## DATASET CONTENT
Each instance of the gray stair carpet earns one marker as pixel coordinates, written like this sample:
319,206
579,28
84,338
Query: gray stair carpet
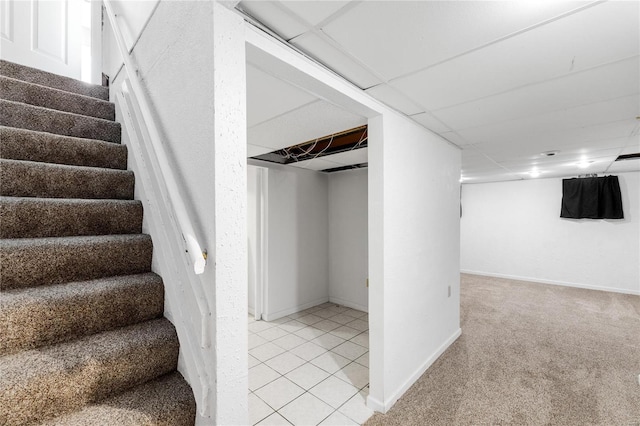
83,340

## THE REQUEST
Copy the records above word for word, without the pictures.

## ANSWER BELOW
Each instance of the gray stair carpet earns one marker as pixel coordinates, written like this sample:
319,206
579,28
84,338
Query: gray stair carpet
83,340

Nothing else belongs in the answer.